Return the lines that run from the line containing "Check that every instance of the outdoor table" through the end of the entries, both ends included. Leave out all pictures.

[Provided entries]:
########################################

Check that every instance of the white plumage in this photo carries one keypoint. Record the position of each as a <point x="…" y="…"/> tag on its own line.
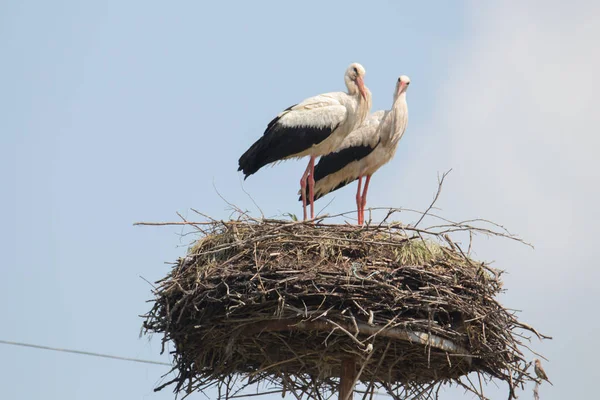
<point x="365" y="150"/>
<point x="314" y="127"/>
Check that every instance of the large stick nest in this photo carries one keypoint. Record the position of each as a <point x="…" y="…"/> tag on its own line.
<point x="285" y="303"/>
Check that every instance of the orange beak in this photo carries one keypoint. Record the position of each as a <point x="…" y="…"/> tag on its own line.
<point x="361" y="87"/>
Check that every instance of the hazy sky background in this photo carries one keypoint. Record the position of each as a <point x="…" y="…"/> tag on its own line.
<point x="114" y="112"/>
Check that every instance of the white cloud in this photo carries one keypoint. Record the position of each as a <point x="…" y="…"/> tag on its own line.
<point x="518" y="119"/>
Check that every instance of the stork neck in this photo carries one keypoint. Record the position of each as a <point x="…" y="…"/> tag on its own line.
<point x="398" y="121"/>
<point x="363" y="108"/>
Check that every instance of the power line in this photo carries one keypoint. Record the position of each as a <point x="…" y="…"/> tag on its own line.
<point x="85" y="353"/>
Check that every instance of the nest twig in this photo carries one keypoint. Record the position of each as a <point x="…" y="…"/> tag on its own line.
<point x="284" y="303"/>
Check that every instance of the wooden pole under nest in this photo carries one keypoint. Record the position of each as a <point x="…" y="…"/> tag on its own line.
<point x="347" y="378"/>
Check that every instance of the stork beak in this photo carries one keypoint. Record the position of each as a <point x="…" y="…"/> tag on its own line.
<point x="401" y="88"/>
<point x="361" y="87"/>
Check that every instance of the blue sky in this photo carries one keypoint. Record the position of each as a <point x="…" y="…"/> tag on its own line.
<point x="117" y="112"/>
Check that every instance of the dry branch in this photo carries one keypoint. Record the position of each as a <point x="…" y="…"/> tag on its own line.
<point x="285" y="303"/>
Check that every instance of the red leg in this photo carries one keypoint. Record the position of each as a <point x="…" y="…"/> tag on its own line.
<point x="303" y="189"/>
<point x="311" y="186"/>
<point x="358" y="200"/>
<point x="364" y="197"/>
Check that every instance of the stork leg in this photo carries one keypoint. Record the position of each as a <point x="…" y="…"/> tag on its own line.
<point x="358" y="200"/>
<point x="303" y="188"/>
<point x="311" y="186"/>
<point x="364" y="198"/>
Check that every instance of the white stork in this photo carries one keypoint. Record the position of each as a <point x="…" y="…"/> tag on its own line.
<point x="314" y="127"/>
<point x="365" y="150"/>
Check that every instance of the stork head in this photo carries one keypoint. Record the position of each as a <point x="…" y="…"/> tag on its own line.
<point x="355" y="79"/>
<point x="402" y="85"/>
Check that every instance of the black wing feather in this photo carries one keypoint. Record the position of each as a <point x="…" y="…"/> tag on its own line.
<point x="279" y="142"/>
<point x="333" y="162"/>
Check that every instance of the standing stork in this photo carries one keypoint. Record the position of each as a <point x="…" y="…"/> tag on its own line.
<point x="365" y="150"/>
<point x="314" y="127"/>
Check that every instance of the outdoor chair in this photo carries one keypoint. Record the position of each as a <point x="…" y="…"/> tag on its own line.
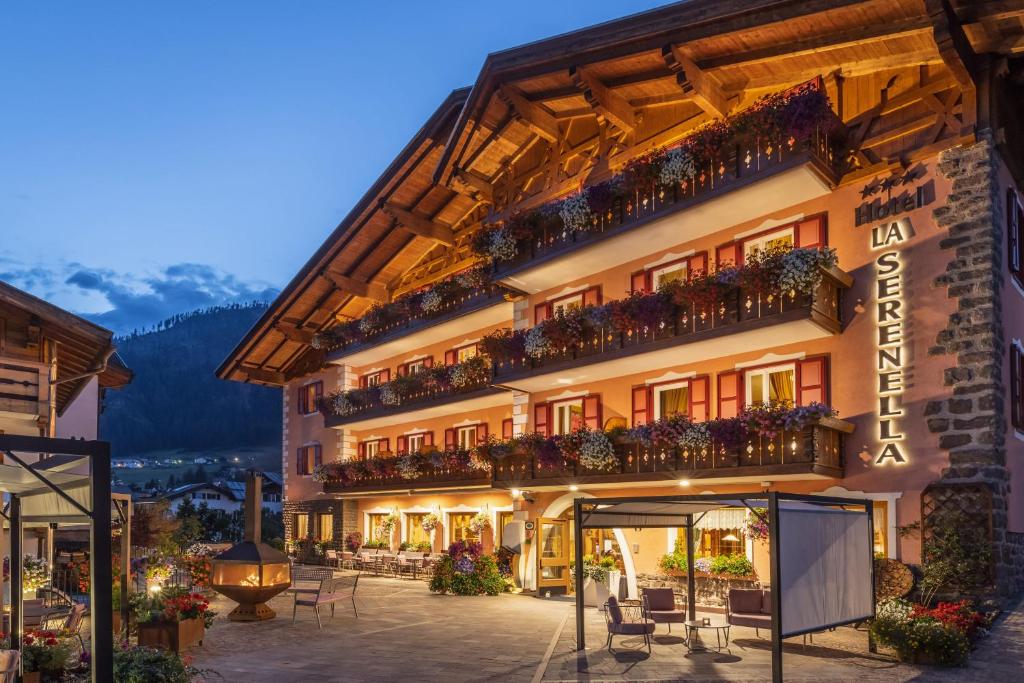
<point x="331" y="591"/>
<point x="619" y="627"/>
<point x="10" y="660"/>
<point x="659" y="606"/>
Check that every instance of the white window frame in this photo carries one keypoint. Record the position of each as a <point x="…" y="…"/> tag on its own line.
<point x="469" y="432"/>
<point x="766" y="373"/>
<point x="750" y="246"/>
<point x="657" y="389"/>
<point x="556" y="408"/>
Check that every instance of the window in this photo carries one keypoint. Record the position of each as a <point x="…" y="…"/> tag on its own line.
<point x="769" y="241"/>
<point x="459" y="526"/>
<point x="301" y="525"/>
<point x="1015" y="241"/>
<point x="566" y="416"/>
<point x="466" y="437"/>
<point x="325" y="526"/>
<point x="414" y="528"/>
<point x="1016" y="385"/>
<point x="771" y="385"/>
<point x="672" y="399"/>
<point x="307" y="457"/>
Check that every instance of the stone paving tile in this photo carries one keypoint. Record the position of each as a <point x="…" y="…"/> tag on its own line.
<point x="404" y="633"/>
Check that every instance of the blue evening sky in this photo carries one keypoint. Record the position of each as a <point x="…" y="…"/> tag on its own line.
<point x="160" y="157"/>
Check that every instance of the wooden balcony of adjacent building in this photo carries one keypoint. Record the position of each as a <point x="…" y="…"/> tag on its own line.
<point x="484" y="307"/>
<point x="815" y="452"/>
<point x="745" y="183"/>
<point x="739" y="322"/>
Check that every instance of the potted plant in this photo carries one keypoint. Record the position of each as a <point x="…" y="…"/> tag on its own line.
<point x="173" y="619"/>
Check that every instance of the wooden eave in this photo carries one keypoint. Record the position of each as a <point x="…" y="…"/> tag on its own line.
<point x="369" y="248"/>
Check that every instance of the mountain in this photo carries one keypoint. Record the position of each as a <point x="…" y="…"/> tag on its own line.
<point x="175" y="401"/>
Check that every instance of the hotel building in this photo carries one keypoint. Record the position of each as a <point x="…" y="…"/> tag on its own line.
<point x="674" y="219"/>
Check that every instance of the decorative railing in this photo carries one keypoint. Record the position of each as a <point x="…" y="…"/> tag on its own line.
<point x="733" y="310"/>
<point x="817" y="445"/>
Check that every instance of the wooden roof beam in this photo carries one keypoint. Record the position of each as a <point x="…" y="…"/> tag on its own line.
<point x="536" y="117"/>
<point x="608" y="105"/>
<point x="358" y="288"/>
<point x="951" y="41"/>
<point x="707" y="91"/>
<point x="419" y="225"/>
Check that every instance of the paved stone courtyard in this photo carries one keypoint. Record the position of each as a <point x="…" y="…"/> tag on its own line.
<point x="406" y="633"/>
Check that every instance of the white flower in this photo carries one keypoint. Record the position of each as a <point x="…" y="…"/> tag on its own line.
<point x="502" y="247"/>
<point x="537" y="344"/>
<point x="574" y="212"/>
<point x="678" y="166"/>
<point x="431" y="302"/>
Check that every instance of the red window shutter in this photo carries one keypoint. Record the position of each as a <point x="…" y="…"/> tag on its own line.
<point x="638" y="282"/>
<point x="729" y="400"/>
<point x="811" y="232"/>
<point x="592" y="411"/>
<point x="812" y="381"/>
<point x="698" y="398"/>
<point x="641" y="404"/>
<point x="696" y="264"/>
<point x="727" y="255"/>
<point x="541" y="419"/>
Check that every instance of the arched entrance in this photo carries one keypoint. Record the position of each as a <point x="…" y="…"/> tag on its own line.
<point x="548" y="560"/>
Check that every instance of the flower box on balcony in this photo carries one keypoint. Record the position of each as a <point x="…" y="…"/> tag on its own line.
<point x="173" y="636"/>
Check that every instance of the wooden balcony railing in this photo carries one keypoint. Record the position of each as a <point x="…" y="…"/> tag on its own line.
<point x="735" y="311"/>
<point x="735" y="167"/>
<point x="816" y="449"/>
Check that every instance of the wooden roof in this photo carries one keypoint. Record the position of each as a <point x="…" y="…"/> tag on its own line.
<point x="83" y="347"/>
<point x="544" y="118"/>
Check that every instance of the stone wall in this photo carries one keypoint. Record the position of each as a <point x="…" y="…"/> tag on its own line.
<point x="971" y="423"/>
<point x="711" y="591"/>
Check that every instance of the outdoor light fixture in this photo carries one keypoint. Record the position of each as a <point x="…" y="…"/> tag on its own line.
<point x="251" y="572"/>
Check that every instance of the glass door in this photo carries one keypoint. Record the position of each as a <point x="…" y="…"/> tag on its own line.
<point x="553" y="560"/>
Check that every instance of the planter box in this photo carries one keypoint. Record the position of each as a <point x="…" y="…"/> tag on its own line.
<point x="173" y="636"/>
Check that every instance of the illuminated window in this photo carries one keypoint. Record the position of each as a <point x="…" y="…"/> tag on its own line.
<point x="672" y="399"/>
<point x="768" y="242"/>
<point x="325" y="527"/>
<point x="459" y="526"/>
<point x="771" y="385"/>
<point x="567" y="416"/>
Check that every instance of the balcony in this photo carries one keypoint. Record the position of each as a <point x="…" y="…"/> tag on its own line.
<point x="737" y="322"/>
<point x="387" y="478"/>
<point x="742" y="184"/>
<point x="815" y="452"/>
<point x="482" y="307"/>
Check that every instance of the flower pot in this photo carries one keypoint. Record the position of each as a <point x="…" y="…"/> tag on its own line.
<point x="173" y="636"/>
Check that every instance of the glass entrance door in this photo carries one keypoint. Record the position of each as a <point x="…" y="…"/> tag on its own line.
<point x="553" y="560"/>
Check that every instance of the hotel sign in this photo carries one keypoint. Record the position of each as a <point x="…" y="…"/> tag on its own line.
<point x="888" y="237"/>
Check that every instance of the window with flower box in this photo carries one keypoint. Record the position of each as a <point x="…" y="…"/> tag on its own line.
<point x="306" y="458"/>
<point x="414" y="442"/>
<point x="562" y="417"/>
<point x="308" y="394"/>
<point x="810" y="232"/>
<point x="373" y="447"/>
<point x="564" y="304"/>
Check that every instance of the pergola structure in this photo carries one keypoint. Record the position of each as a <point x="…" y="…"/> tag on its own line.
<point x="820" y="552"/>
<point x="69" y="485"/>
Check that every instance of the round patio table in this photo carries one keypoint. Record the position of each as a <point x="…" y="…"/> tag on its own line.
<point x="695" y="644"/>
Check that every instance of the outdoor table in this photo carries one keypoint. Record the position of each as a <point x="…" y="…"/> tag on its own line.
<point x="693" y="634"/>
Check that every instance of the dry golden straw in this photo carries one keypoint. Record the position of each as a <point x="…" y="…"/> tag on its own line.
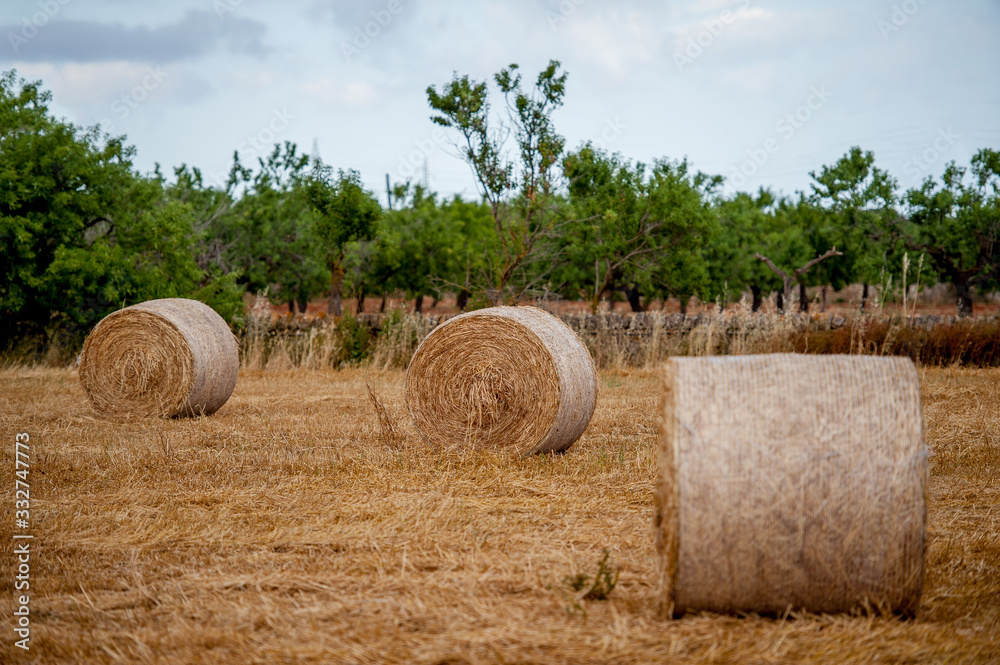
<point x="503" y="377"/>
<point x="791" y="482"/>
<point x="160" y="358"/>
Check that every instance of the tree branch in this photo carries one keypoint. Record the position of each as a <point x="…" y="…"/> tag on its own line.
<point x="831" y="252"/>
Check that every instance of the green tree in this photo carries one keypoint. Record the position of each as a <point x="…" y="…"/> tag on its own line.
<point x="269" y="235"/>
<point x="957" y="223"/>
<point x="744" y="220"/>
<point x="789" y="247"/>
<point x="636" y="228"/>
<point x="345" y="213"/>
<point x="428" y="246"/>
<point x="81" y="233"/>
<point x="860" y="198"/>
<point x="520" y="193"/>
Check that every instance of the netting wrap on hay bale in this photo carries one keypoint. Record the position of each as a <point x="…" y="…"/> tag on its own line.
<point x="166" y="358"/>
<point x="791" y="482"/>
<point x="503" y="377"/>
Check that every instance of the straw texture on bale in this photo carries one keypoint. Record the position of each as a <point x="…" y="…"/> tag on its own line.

########################################

[Written response]:
Check that every instance of the outdoor table in this photo carries one keypoint. Record the position of each as a <point x="…" y="…"/> tag on its own line.
<point x="693" y="634"/>
Check that every instance of the dry golden straw in this photo carries one keypoint. Record the position of each as a <point x="…" y="…"/> tag on its own line.
<point x="503" y="377"/>
<point x="791" y="482"/>
<point x="160" y="358"/>
Check that every instance of the tree branch in this photo carries one keypoint. Record the position of each as a <point x="…" y="…"/> tag on its own line.
<point x="831" y="252"/>
Check that every instance of the green tree in this photo carries one keypoint. Record the position of each as a <point x="…" y="…"/> tag on its own line.
<point x="269" y="235"/>
<point x="957" y="223"/>
<point x="744" y="220"/>
<point x="789" y="247"/>
<point x="636" y="228"/>
<point x="345" y="213"/>
<point x="428" y="246"/>
<point x="81" y="233"/>
<point x="860" y="198"/>
<point x="520" y="193"/>
Check that every instance of the netting wrap on hay bale in this photo carries one keypoint. Record the position of each as a <point x="…" y="…"/> tag on its own line.
<point x="166" y="358"/>
<point x="791" y="482"/>
<point x="503" y="377"/>
Check that every instance of the straw texture on bale in this photo carries one keypoint. Record the position of each as a <point x="…" y="…"/> tag on its own line.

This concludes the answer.